### Task prompt
Reproduce the slow cooker chicken thighs recipe from the words "Description" through "alongside roasted vegetables.", swapping "Parmesan cheese" for "Romano cheese".

Document text Block Start

Description
This Slow Cooker Creamy Chicken Thighs recipe features tender bone-in chicken thighs cooked to perfection in a rich, creamy sauce infused with sundried tomatoes, garlic, and Parmesan cheese. Slow cooking enhances the flavors and ensures juicy, melt-in-your-mouth chicken ideal for a comforting dinner served over pasta or alongside roasted vegetables.
Ingredients
Units
Scale
Chicken and Seasoning
- 6 bone-in chicken thighs
- 1 teaspoon salt
- 1/2 teaspoon pepper
Cooking Base
- 1 tablespoon butter
- 1 tablespoon oil
- 1/2 onion, chopped
- 1 tablespoon minced garlic
- 1 teaspoon Italian seasoning
- 1/3 cup chopped sundried tomatoes
- 1/2 cup chicken stock
Creamy Sauce
- 1/2 cup heavy cream
- 1/4 cup shredded Parmesan cheese
- Optional: 1 cup fresh spinach
Instructions
- Season the Chicken: Pat the chicken thighs dry and season both sides generously with salt and pepper to enhance flavor.

Document text Block End
Records supplied Block Start

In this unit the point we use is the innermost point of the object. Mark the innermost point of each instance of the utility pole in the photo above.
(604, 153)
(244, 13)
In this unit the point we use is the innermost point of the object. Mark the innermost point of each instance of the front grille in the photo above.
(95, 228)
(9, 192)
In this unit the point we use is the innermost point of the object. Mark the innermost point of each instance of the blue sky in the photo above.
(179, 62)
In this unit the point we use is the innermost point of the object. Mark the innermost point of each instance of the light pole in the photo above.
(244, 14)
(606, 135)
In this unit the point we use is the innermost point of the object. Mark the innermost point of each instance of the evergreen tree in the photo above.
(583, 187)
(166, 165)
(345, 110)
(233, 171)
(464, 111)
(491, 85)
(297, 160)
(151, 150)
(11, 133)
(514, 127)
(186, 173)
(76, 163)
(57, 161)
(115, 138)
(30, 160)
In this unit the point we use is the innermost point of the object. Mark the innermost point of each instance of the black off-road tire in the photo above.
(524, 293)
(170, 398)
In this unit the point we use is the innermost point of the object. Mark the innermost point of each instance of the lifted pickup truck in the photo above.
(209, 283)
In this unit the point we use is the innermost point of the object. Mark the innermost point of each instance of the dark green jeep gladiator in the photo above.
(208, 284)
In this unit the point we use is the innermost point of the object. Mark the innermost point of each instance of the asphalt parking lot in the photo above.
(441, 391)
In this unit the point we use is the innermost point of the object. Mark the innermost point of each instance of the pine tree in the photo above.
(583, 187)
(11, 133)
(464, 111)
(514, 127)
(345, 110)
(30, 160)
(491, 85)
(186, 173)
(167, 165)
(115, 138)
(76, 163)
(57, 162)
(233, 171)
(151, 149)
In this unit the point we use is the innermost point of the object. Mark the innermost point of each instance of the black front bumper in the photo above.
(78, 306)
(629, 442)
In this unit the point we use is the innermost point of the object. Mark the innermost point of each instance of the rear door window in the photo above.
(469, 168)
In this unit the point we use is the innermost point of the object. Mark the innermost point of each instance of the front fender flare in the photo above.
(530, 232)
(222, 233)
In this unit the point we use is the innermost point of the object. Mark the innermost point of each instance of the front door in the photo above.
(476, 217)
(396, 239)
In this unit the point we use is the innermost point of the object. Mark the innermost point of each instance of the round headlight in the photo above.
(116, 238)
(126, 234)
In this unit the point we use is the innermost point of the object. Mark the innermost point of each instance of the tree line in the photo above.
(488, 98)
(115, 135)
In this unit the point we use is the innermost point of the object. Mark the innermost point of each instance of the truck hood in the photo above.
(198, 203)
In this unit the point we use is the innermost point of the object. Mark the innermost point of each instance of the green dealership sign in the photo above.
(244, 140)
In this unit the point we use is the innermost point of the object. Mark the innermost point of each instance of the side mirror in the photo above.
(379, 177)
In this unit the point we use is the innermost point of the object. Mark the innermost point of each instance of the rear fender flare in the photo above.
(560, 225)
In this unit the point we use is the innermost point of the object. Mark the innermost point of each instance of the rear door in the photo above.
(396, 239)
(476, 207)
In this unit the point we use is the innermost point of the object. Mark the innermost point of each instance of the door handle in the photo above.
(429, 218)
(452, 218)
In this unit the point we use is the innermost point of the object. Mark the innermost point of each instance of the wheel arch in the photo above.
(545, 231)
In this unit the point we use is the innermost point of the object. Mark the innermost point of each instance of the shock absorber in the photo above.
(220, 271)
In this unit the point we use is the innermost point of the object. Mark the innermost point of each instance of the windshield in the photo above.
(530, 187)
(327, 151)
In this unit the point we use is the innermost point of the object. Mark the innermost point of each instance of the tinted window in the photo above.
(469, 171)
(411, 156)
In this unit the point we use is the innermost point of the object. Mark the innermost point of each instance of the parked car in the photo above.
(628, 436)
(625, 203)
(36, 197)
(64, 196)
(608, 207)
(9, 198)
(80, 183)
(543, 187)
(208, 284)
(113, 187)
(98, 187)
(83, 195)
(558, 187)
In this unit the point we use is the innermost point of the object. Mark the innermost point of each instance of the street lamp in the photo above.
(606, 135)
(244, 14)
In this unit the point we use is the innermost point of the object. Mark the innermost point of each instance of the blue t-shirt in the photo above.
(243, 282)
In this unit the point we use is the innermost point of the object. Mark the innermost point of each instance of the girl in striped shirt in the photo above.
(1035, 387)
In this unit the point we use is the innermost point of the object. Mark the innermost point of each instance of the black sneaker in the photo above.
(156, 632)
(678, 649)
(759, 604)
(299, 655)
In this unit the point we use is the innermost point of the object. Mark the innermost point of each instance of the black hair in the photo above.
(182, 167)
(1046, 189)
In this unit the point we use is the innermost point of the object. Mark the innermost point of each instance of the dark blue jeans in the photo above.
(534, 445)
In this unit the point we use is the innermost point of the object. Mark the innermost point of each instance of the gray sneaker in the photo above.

Records supplied Block End

### Task output
Description
This Slow Cooker Creamy Chicken Thighs recipe features tender bone-in chicken thighs cooked to perfection in a rich, creamy sauce infused with sundried tomatoes, garlic, and Romano cheese. Slow cooking enhances the flavors and ensures juicy, melt-in-your-mouth chicken ideal for a comforting dinner served over pasta or alongside roasted vegetables.